**Problems**
a: Please translate this sentence from the passage on unavailable covariates into Spanish: "Unavailable covariates can be included in the model through the use of random effects (Laird and Ware 1982)."
b: Write the next part of the passage on unavailable covariates, picking up after equation (2.8).

**Passage given**
2.3 Unavailable Covariates

It will not always be possible to obtain an appropriate covariate S as required by the models in Sect. 2.2. In this situation, we want to account for covariates without explicitly stating their value. Unavailable covariates can be included in the model through the use of random effects (Laird and Ware 1982). Random effects have been adopted to capture unexplained behaviour in a number of previous applications of extreme value theory (Cooley et al. 2007; Cooley and Sain 2010). Similar methods to those discussed below were presented by Eastoe (2019) for the generalised Pareto distribution; however, this is the first time that these models have been presented for the non-homogeneous Poisson process. As with covariates, random effects can be incorporated into all three parameters of the non-homogeneous Poisson process and can be different for all parameters. We assume that these random effects remain constant within each block of time (e.g. years) \(i=1,\ldots ,n_{y}\) and are iid over blocks. The vector of all random effects is denoted by \({\mathbf {r}}=\left( {\mathbf {r}}_{\mu },{\mathbf {r}}_{\sigma },{\mathbf {r}}_{\xi }\right) \), with \({\mathbf {r}}_{\mu }=(r_{\mu ,1},\ldots ,r_{\mu ,n_{y}})\) where \(r_{\mu ,i}\) is the random effect for \(\mu \) in year i, and similarly for \({\mathbf {r}}_\sigma \) and \({\mathbf {r}}_\xi \). It is assumed that \(r_{i,j}\) is independent of \(r_{k,l}\) when \((i,j)\ne (k,l)\) for all \(i,k\in \left\{ \mu ,\sigma ,\xi \right\} \) and \(j,l\in \left\{ 1,\ldots ,n_{y}\right\} \). This results in non-homogeneous Poisson process (NHPP) parameters for a given block i
$$\begin{aligned} \mu (r_{\mu ,i})=\mu _{0}+\mu _{1}r_{\mu ,i};~\log \left[ \sigma (r_{\sigma ,i})\right] =\sigma _{0}+\sigma _{1}r_{\sigma ,i};~\xi (r_{\xi ,i})=\xi _{0}+\xi _{1}r_{\xi ,i}, \end{aligned}$$
(2.8)

**Rows**
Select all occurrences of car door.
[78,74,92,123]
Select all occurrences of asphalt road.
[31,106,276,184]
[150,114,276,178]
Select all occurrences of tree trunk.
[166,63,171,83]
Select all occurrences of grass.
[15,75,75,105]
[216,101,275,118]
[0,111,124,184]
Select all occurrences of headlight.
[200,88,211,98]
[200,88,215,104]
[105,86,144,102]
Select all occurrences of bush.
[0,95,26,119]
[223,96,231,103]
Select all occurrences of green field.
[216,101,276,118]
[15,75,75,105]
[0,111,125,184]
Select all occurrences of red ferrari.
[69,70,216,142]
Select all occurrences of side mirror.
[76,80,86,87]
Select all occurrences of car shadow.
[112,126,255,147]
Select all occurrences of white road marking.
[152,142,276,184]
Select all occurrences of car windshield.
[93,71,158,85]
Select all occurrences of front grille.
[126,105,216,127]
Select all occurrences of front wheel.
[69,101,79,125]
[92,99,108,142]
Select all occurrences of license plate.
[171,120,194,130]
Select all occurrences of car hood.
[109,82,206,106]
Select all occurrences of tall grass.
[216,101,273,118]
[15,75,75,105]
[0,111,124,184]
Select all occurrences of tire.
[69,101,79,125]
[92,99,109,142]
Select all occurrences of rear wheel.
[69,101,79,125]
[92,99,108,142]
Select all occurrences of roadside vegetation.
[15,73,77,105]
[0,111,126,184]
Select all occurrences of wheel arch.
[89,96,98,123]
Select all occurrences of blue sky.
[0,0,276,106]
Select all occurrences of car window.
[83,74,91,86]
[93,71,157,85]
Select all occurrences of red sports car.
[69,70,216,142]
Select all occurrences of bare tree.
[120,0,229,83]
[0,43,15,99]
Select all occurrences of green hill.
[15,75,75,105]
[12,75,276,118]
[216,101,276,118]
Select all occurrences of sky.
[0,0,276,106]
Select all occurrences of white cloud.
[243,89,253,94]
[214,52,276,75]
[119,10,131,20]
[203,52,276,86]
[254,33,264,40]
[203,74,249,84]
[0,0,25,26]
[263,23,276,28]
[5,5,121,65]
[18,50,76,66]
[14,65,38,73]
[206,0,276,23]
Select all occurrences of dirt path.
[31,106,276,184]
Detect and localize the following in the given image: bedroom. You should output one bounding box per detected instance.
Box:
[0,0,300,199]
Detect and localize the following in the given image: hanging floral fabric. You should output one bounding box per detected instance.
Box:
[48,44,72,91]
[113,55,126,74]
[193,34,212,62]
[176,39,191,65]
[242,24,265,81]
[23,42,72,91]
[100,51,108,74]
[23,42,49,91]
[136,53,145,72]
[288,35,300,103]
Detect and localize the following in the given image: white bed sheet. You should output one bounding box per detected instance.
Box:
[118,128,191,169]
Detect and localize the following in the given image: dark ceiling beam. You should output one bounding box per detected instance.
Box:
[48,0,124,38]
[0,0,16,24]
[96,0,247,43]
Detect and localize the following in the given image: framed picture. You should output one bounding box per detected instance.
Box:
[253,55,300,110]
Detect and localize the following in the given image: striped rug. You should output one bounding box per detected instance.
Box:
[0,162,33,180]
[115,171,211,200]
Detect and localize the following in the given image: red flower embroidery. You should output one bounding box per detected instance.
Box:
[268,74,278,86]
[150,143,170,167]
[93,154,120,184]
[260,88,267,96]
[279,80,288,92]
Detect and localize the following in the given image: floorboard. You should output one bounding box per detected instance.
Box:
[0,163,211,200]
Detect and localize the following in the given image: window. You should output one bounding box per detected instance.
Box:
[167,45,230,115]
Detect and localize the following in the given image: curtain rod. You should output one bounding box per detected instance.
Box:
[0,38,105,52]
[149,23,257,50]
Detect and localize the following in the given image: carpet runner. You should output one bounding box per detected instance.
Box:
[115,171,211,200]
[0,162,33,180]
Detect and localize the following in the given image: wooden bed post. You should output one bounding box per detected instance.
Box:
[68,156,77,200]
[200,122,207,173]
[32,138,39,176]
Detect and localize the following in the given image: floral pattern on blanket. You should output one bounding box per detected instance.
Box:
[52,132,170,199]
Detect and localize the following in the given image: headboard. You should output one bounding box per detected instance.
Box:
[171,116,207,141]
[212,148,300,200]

**Exercise answers**
a: Las covariables no disponibles pueden incluirse en el modelo mediante el uso de efectos aleatorios (Laird y Ware 1982).

b:
where \(\left( \varvec{\mu },\varvec{\sigma },\varvec{\xi }\right) =(\mu _{0},\mu _{1};\sigma _{0},\sigma _{1};\xi _{0},\xi _{1})\). As the parametrisation in Eq. (2.8) is linear in the random effect, we can assume that the random effects have zero mean and unit variance. For parsimony and computational convenience, we assume that they jointly follow the multivariate Normal distribution
$$\begin{aligned} \left[ \begin{matrix}r_{\mu _{i}} \\ r_{\sigma _{i}} \\ r_{\xi _{i}}\end{matrix}\right] ~\sim ~\text{ MVN }\left( \left[ \begin{matrix} 0 \\ 0 \\ 0 \end{matrix}\right] ~,~\Sigma =\left[ \begin{matrix} 1 &{} \rho _{\mu ,\sigma } &{} \rho _{\mu ,\xi }\\ \rho _{\mu ,\sigma } &{}\quad 1 &{}\quad \rho _{\sigma ,\xi }\\ \rho _{\mu ,\xi }&{}\quad \rho _{\sigma ,\xi } &{}\quad 1\\ \end{matrix}\right] \right) , \end{aligned}$$
(2.9)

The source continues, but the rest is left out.